WHAT YOU HAVE TO DO =
Present the data below as a Markdown table with the columns Row and Line, numbering each line and skipping any blank ones. Leave the pictures out of the table.

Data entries
· · · · ·
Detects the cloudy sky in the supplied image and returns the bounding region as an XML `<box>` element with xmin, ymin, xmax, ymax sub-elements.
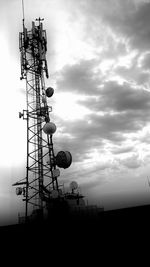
<box><xmin>0</xmin><ymin>0</ymin><xmax>150</xmax><ymax>226</ymax></box>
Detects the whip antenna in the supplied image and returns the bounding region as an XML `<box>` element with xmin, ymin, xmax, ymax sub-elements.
<box><xmin>22</xmin><ymin>0</ymin><xmax>25</xmax><ymax>21</ymax></box>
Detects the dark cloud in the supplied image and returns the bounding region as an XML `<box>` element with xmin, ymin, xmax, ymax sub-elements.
<box><xmin>57</xmin><ymin>60</ymin><xmax>101</xmax><ymax>95</ymax></box>
<box><xmin>66</xmin><ymin>0</ymin><xmax>150</xmax><ymax>50</ymax></box>
<box><xmin>120</xmin><ymin>155</ymin><xmax>142</xmax><ymax>169</ymax></box>
<box><xmin>141</xmin><ymin>51</ymin><xmax>150</xmax><ymax>70</ymax></box>
<box><xmin>99</xmin><ymin>1</ymin><xmax>150</xmax><ymax>50</ymax></box>
<box><xmin>79</xmin><ymin>82</ymin><xmax>150</xmax><ymax>115</ymax></box>
<box><xmin>110</xmin><ymin>145</ymin><xmax>135</xmax><ymax>154</ymax></box>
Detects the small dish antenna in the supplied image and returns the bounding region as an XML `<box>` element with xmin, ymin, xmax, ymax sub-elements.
<box><xmin>70</xmin><ymin>181</ymin><xmax>78</xmax><ymax>192</ymax></box>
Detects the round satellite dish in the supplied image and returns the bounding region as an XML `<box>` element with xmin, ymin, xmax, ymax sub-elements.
<box><xmin>46</xmin><ymin>87</ymin><xmax>54</xmax><ymax>97</ymax></box>
<box><xmin>43</xmin><ymin>122</ymin><xmax>56</xmax><ymax>134</ymax></box>
<box><xmin>56</xmin><ymin>151</ymin><xmax>72</xmax><ymax>169</ymax></box>
<box><xmin>16</xmin><ymin>187</ymin><xmax>22</xmax><ymax>196</ymax></box>
<box><xmin>51</xmin><ymin>190</ymin><xmax>59</xmax><ymax>198</ymax></box>
<box><xmin>70</xmin><ymin>181</ymin><xmax>78</xmax><ymax>190</ymax></box>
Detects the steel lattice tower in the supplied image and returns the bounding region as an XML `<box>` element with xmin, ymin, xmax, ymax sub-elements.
<box><xmin>13</xmin><ymin>18</ymin><xmax>72</xmax><ymax>224</ymax></box>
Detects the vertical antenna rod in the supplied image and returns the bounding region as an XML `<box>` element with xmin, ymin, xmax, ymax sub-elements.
<box><xmin>22</xmin><ymin>0</ymin><xmax>25</xmax><ymax>21</ymax></box>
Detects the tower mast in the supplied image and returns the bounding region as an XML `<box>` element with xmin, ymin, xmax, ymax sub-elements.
<box><xmin>13</xmin><ymin>17</ymin><xmax>72</xmax><ymax>224</ymax></box>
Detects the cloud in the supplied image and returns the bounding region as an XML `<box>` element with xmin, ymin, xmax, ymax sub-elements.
<box><xmin>120</xmin><ymin>154</ymin><xmax>142</xmax><ymax>169</ymax></box>
<box><xmin>57</xmin><ymin>60</ymin><xmax>101</xmax><ymax>95</ymax></box>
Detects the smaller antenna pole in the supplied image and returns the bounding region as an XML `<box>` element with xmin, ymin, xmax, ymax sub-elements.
<box><xmin>22</xmin><ymin>0</ymin><xmax>24</xmax><ymax>22</ymax></box>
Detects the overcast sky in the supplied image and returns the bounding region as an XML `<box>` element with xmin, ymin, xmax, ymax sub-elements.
<box><xmin>0</xmin><ymin>0</ymin><xmax>150</xmax><ymax>226</ymax></box>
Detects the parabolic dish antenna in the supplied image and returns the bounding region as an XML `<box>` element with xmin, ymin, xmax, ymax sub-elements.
<box><xmin>70</xmin><ymin>181</ymin><xmax>78</xmax><ymax>190</ymax></box>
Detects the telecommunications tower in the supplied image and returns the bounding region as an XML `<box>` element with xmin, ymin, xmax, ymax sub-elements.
<box><xmin>13</xmin><ymin>18</ymin><xmax>72</xmax><ymax>224</ymax></box>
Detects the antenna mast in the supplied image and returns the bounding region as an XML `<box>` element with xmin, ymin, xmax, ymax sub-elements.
<box><xmin>13</xmin><ymin>15</ymin><xmax>72</xmax><ymax>222</ymax></box>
· · · · ·
EXERCISE SOLUTION =
| Row | Line |
|---|---|
| 1 | Detects the cloudy sky in the supplied image and returns the bounding region as an XML `<box>` element with xmin, ymin, xmax, ymax sub-elements. |
| 2 | <box><xmin>0</xmin><ymin>0</ymin><xmax>150</xmax><ymax>226</ymax></box> |
| 3 | Detects the whip antenna in the supplied image and returns the bounding region as an XML `<box>` element with xmin, ymin, xmax, ymax sub-elements. |
| 4 | <box><xmin>22</xmin><ymin>0</ymin><xmax>25</xmax><ymax>21</ymax></box> |
| 5 | Detects the dark cloud in the supplied image and returns the bounding region as an XML `<box>` element with xmin, ymin, xmax, ymax sub-elements. |
| 6 | <box><xmin>57</xmin><ymin>60</ymin><xmax>101</xmax><ymax>95</ymax></box> |
| 7 | <box><xmin>66</xmin><ymin>0</ymin><xmax>150</xmax><ymax>50</ymax></box> |
| 8 | <box><xmin>120</xmin><ymin>155</ymin><xmax>142</xmax><ymax>169</ymax></box> |
| 9 | <box><xmin>141</xmin><ymin>51</ymin><xmax>150</xmax><ymax>70</ymax></box> |
| 10 | <box><xmin>99</xmin><ymin>1</ymin><xmax>150</xmax><ymax>50</ymax></box> |
| 11 | <box><xmin>79</xmin><ymin>82</ymin><xmax>150</xmax><ymax>115</ymax></box> |
| 12 | <box><xmin>110</xmin><ymin>145</ymin><xmax>135</xmax><ymax>154</ymax></box> |
| 13 | Detects the small dish antenna in the supplied image and returns the bounding region as an XML `<box>` element with xmin, ymin, xmax, ymax sub-elements. |
| 14 | <box><xmin>70</xmin><ymin>181</ymin><xmax>78</xmax><ymax>192</ymax></box> |
| 15 | Detects the round satellite dish in the supplied image and returns the bounding region as an XML `<box>` element with xmin, ymin, xmax, ymax sub-elements. |
| 16 | <box><xmin>46</xmin><ymin>87</ymin><xmax>54</xmax><ymax>97</ymax></box> |
| 17 | <box><xmin>43</xmin><ymin>122</ymin><xmax>56</xmax><ymax>134</ymax></box> |
| 18 | <box><xmin>56</xmin><ymin>151</ymin><xmax>72</xmax><ymax>169</ymax></box> |
| 19 | <box><xmin>16</xmin><ymin>187</ymin><xmax>22</xmax><ymax>196</ymax></box> |
| 20 | <box><xmin>51</xmin><ymin>190</ymin><xmax>59</xmax><ymax>198</ymax></box> |
| 21 | <box><xmin>70</xmin><ymin>181</ymin><xmax>78</xmax><ymax>190</ymax></box> |
| 22 | Detects the steel lattice tower in the supplied image and returns the bounding region as an XML `<box>` element with xmin, ymin, xmax, ymax sub-elements. |
| 23 | <box><xmin>13</xmin><ymin>18</ymin><xmax>72</xmax><ymax>224</ymax></box> |
| 24 | Detects the vertical antenna rod in the supplied image and returns the bounding region as an XML `<box>` element with xmin, ymin, xmax, ymax sub-elements. |
| 25 | <box><xmin>22</xmin><ymin>0</ymin><xmax>25</xmax><ymax>21</ymax></box> |
| 26 | Detects the tower mast in the supplied image and returns the bounding region as an XML `<box>` element with xmin, ymin, xmax, ymax sub-elements. |
| 27 | <box><xmin>13</xmin><ymin>17</ymin><xmax>72</xmax><ymax>224</ymax></box> |
| 28 | Detects the cloud in the supplied image and returns the bounding region as an XML `<box>` element with xmin, ymin, xmax, ymax sub-elements. |
| 29 | <box><xmin>120</xmin><ymin>154</ymin><xmax>142</xmax><ymax>169</ymax></box> |
| 30 | <box><xmin>57</xmin><ymin>60</ymin><xmax>101</xmax><ymax>95</ymax></box> |
| 31 | Detects the smaller antenna pole in the supplied image and returns the bounding region as an XML `<box>` element with xmin, ymin, xmax, ymax sub-elements. |
| 32 | <box><xmin>22</xmin><ymin>0</ymin><xmax>24</xmax><ymax>22</ymax></box> |
| 33 | Detects the overcast sky in the supplied image and returns the bounding region as an XML `<box>` element with xmin, ymin, xmax, ymax sub-elements. |
| 34 | <box><xmin>0</xmin><ymin>0</ymin><xmax>150</xmax><ymax>226</ymax></box> |
| 35 | Detects the parabolic dish antenna in the supplied image and returns the bounding region as an XML `<box>` element with xmin, ymin, xmax, ymax sub-elements. |
| 36 | <box><xmin>70</xmin><ymin>181</ymin><xmax>78</xmax><ymax>190</ymax></box> |
| 37 | Detects the telecommunications tower in the supplied image and returns the bounding region as an XML `<box>` element with xmin, ymin, xmax, ymax sub-elements. |
| 38 | <box><xmin>13</xmin><ymin>18</ymin><xmax>72</xmax><ymax>224</ymax></box> |
| 39 | Detects the antenna mast in the supplied image and returns the bounding region as an XML `<box>` element with xmin, ymin, xmax, ymax sub-elements. |
| 40 | <box><xmin>13</xmin><ymin>15</ymin><xmax>72</xmax><ymax>222</ymax></box> |